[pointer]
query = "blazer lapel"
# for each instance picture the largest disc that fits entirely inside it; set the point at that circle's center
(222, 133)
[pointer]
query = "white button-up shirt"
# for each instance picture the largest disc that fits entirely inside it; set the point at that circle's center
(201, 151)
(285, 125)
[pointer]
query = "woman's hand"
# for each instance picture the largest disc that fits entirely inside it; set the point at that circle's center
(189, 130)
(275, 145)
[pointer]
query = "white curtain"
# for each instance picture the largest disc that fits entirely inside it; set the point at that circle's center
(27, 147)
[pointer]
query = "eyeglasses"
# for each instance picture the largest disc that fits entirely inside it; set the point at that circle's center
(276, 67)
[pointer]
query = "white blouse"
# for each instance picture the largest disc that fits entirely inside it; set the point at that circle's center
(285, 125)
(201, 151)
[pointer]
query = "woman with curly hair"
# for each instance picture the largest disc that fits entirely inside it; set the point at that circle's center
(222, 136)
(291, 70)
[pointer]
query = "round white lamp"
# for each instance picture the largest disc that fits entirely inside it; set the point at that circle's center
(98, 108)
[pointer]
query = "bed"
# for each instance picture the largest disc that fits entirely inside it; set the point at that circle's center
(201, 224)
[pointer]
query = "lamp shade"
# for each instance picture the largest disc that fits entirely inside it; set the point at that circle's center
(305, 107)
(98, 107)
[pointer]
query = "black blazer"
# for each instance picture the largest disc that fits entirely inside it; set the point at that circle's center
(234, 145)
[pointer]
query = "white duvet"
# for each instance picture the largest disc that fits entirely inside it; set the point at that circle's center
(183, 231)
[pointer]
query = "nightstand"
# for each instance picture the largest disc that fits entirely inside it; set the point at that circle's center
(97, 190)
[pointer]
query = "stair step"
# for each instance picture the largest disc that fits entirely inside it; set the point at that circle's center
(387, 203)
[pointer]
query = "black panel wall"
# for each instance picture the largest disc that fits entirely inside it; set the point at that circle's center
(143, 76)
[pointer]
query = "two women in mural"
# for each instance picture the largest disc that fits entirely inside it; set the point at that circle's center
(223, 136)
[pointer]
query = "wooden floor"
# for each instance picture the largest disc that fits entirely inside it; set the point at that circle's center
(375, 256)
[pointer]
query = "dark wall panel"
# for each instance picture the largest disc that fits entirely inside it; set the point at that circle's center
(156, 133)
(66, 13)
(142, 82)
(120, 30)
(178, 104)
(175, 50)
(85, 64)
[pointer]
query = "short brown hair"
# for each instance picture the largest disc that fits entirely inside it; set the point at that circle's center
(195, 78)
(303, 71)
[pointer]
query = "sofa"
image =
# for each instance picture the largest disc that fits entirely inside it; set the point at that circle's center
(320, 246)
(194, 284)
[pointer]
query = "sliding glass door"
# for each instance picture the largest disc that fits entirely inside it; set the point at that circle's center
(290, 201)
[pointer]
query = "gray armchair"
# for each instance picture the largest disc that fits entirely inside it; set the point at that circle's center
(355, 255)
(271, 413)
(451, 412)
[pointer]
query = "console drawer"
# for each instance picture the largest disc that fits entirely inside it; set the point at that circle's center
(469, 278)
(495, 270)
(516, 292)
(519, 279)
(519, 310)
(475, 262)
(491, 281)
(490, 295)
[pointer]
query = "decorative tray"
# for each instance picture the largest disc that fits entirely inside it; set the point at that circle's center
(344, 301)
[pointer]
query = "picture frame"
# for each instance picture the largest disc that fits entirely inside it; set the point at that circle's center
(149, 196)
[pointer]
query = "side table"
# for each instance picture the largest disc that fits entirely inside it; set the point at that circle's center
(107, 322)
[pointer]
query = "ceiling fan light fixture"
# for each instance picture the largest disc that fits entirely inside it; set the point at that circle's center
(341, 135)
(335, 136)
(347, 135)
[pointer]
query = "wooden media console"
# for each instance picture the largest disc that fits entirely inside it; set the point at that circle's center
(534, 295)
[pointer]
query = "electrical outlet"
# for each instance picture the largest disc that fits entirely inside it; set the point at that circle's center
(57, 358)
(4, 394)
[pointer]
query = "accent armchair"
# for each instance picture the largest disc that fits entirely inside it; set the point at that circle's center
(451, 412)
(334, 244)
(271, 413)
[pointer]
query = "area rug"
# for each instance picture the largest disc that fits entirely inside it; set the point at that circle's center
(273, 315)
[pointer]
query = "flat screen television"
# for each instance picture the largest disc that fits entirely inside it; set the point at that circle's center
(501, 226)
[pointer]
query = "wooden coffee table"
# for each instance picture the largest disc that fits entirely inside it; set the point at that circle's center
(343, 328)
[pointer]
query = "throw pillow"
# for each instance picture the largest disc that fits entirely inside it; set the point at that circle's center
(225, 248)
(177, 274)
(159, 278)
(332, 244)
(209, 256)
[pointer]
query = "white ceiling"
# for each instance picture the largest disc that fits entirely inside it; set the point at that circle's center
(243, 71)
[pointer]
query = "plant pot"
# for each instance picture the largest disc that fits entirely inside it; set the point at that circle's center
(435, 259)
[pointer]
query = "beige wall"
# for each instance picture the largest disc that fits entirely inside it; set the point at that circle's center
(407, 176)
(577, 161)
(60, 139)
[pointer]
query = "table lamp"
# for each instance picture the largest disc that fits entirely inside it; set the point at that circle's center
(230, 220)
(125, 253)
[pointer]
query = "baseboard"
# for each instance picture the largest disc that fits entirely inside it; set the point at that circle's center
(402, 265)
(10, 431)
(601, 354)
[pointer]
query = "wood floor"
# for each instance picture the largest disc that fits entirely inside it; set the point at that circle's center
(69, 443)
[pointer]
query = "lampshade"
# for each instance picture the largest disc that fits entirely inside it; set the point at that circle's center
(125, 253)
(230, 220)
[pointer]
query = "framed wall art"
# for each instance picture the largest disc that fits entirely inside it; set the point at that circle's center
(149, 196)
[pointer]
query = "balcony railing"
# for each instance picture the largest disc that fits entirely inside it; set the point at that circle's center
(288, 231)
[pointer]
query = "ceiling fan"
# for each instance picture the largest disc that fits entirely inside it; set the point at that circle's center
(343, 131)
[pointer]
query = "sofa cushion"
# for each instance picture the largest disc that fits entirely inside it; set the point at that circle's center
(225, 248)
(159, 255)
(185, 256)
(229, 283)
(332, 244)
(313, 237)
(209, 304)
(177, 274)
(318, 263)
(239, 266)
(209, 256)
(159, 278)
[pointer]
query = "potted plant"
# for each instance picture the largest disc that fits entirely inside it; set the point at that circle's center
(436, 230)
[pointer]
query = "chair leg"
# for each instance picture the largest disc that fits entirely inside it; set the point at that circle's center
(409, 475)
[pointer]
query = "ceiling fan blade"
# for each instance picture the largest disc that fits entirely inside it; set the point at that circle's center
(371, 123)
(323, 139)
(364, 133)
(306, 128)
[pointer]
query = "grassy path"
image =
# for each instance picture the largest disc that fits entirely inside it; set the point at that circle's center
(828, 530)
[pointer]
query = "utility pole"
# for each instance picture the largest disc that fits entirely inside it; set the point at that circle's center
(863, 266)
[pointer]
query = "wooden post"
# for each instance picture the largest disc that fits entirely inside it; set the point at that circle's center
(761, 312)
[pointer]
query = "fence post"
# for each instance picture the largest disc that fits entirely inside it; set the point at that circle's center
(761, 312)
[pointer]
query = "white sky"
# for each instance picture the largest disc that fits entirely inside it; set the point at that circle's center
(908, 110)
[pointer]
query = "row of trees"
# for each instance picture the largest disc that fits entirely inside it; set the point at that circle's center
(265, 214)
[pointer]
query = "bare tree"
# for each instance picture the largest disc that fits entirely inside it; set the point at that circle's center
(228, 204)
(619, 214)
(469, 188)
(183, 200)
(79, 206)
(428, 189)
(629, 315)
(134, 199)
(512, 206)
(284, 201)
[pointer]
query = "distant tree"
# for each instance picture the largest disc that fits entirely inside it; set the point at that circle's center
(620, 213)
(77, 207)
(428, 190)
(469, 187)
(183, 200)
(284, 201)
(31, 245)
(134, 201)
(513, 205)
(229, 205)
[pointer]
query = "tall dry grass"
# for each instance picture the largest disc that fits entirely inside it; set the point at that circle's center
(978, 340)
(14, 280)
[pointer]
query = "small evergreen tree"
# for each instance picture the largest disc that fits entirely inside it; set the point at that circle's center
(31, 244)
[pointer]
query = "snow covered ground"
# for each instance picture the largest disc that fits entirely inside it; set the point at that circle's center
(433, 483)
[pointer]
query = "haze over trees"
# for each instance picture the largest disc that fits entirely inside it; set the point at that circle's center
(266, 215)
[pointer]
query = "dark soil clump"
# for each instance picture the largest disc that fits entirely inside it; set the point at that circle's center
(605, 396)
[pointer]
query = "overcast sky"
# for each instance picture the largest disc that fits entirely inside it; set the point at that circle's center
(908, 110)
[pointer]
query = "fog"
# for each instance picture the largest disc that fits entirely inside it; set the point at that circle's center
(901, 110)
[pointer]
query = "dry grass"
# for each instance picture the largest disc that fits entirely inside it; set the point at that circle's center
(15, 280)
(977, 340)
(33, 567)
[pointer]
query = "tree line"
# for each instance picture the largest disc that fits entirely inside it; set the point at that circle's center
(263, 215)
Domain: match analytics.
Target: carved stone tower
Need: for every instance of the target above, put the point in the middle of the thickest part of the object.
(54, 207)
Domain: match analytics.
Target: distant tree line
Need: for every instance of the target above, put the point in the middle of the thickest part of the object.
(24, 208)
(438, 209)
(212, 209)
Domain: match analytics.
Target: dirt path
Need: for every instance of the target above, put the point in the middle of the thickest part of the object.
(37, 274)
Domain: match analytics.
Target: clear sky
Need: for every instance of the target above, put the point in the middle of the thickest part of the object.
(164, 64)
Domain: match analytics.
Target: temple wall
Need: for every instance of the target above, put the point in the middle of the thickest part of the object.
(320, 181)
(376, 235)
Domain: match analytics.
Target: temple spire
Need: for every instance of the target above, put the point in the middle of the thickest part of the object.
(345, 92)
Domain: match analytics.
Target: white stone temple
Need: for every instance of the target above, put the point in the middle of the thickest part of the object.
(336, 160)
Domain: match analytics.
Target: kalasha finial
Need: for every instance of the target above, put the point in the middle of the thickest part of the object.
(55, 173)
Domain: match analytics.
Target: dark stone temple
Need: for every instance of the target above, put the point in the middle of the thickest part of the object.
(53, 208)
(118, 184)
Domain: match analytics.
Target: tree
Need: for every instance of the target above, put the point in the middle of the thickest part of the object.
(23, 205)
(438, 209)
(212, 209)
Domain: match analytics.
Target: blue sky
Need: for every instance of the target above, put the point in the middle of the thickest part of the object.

+ + + + + + +

# [THE PROBLEM]
Find each line in the rows above that contains the word "table" and copy those lines.

# [RESULT OF THIS EXERCISE]
query = "side table"
query = "wooden coffee table"
query = "table lamp"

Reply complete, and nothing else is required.